**Source extract**.
=== Begin Enclosure ===
Unify token counting between `check` and `tokens count` by chlowell · Pull Request #146 · microsoft/waza

chlowell · 2026-03-19T15:29:03Z

waza check (Token Budgets section) and waza tokens count reported different token counts for the same file because check uses the Skill.Tokens value set by skill.UnmarshalText() as a simple multiple of the input's character count, whereas waza tokens count uses the BPE tokenizer. With this PR, skill.UnmarshalText() uses the BPE tokenizer via tokens.DefaultCounter(), making Skill.Tokens more accurate for all consumers and consistent with tokens count output.

While I was at it, I also stopped normalizing line endings--replacing \r\n with \n--before tokenizing because the BPE algorithm encodes these sequences as a different number of tokens. I added a test helper to prevent this change breaking tests on certain platforms.

Copilot

Pull request overview

This PR makes token counting consistent across waza check and waza tokens count by switching Skill.UnmarshalText() to use the shared BPE tokenizer counter and avoiding line-ending normalization that changes BPE tokenization results.

Changes:

Introduce tokens.DefaultCounter() (init-once shared BPE counter) and tokens.CountLines() utility.
Update skill parsing and checks/CLI token counting to use BPE counting on raw content (no CRLF→LF normalization).
Add/adjust tests for line counting, shared counter behavior, and LRU cache concurrency.

Reviewed changes

Copilot reviewed 13 out of 13 changed files in this pull request and generated 5 comments.

Show a summary per file

File	Description
internal/tokens/tokens.go	Adds `CountLines` and shared `DefaultCounter()` initialization.
internal/tokens/tokens_test.go	Adds test coverage for `CountLines`.
internal/skill/skill.go	Uses shared BPE counter during `UnmarshalText()` token calculation.
internal/checks/token_limits.go	Stops CRLF normalization before token counting.
internal/checks/token_budget_test.go	Adds test asserting token budget uses shared BPE counting on raw content (LF/CRLF).
cmd/waza/tokens/helpers.go	Removes local `countLines` helper (replaced by `tokens.CountLines`).
cmd/waza/tokens/count.go	Stops CRLF normalization and uses `tokens.CountLines`.
cmd/waza/tokens/compare.go	Uses `tokens.CountLines` for line counting.
=== End Enclosure ===
**Requirement 1**. Do these statements agree with the waza pull request text above? (a) Before this change, `waza check` counted tokens with the BPE tokenizer. (b) The change stops replacing \r\n with \n before tokenizing. (c) The local `countLines` helper stays in cmd/waza/tokens/helpers.go. Answer yes or no for each and quote the deciding words.
**Requirement 2**. Extend the waza pull request text past its final file entry.

**Supplied data**.
=== Begin Enclosure ===
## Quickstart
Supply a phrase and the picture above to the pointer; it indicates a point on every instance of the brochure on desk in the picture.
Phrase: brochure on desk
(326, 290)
=== End Enclosure ===
**Result 1**.
(a) No: "check uses the Skill.Tokens value set by skill.UnmarshalText() as a simple multiple of the input's character count"
(b) Yes: "I also stopped normalizing line endings--replacing \r\n with \n--before tokenizing"
(c) No: "Removes local `countLines` helper (replaced by `tokens.CountLines`)."

**Result 2**.
internal/tokens/bpe/lru.go	Makes LRU cache operations mutex-protected for concurrent access.
internal/tokens/bpe/lru_test.go	Adds a concurrent-access test for the LRU cache.
cmd/waza/dev/helpers_test.go	Adds output-matching helper that masks token counts while still verifying initial token count.
cmd/waza/dev/loop_test.go	Updates dev loop tests to use the new output-matching helper and initial-skill token counts.
cmd/waza/cmd_check_test.go	Adds integration test ensuring `check` token budget matches `tokens count` for the same file.

Copilot

Pull request overview

Aligns token counting across waza check and waza tokens count by switching skill token computation to the shared BPE tokenizer and preserving raw line endings during tokenization to match BPE behavior.

Changes:

Use a shared default BPE counter (tokens.DefaultCounter) for consistent token counts.
Stop CRLF→LF normalization before tokenizing; centralize line counting via tokens.CountLines.
Add/update tests and introduce testutil.StripTokenCounts to make CLI output assertions robust across platforms/tokenization changes.

Reviewed changes

Copilot reviewed 16 out of 16 changed files in this pull request and generated 5 comments.

Show a summary per file

File	Description
internal/tokens/tokens.go	Adds `CountLines` and introduces a shared default counter used by `NewCounter`.
internal/tokens/tokens_test.go	Adds `CountLines` unit tests.
internal/tokens/bpe/lru.go	Makes LRU cache concurrency-safe via a mutex.
internal/tokens/bpe/lru_test.go	Adds a concurrent access test for the LRU cache.
internal/testutil/tokenstrip.go	Adds helper to mask token-count numbers in CLI output tests.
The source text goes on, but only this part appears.